EXERCISE OBJECTIVE: Each line of the listing that contains the word "locate" is to be copied.

RECORDS FOR PROCESSING:
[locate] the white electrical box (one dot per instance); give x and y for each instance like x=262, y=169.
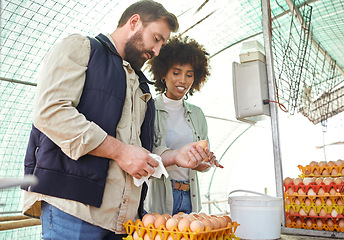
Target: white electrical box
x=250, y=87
--
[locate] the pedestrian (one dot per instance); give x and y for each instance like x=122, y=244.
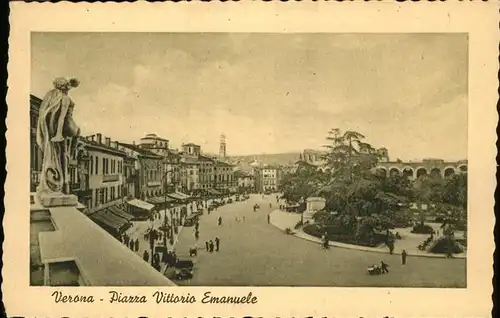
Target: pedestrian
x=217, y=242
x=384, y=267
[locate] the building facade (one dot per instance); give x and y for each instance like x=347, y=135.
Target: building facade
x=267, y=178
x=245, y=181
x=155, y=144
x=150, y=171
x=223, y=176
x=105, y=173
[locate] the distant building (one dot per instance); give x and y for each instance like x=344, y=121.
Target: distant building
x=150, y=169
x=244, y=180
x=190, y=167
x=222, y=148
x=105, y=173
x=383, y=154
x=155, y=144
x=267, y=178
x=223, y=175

SOLUTION TO THIS EXERCISE:
[locate] the white electrical box (one dot per instance); give x and y for each instance like x=262, y=169.
[locate] the pedestrian (one dot per instance); give x and y for each instance like x=122, y=244.
[locate] the building facade (one dot per instance); give x and y for each instance like x=347, y=135.
[locate] the distant building (one dot per instance); give x and y for each instance like x=344, y=121.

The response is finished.